> Direction: Can you give back every one of the rows below word for word, leaving the pictures out?

> Records for this exercise:

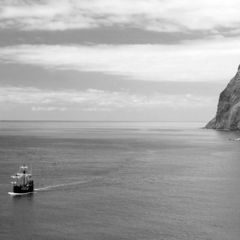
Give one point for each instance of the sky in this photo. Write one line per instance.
(116, 60)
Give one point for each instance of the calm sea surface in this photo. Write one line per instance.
(122, 180)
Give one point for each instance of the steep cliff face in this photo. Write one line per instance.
(228, 111)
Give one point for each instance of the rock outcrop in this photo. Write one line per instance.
(228, 111)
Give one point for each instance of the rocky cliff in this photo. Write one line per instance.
(228, 111)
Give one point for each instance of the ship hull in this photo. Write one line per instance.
(23, 188)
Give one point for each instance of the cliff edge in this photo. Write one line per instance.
(228, 111)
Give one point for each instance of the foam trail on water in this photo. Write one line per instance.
(60, 185)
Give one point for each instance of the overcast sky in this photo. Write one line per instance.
(144, 60)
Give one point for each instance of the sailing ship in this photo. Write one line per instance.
(23, 182)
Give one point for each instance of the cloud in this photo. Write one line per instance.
(198, 61)
(154, 15)
(95, 100)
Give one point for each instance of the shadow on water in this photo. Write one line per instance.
(23, 216)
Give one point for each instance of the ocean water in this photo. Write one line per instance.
(122, 180)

> Response for this exercise:
Give one point for each instance of the sky in this photo. Write one line per instance.
(116, 60)
Give one point for each instance of the calm sea surface in this photo. Write one line per instance.
(122, 180)
Give one point for each instance of the steep cliff face in this photo. Write one line per instance.
(228, 111)
Give one point for each instance of the rock outcrop in this photo. Write one line per instance.
(228, 111)
Give one point for each instance of the rocky cliff in this photo. Write one line per instance.
(228, 111)
Give one point for each instance of the ship hull in this photo. Write one line per instance.
(23, 188)
Give one point for each instance of the cliff edge in this photo. Write one line per instance.
(228, 111)
Give one point for each instance of the foam trail on water in this photo. Write one line per instance.
(60, 185)
Give one point for each instance of the overcast sky in this photo. Write one line per instance.
(144, 60)
Give one point for each instance of the sailing ship in this photo. Write one line per instance.
(23, 182)
Give one point for each instance of the cloud in this photo. Write one line per instance.
(198, 61)
(154, 15)
(95, 100)
Give one point for each instance of the shadow on water in this photo. Write one line per instance.
(23, 216)
Give one point for each instance of the ocean water in this photo. Write one line per instance.
(122, 180)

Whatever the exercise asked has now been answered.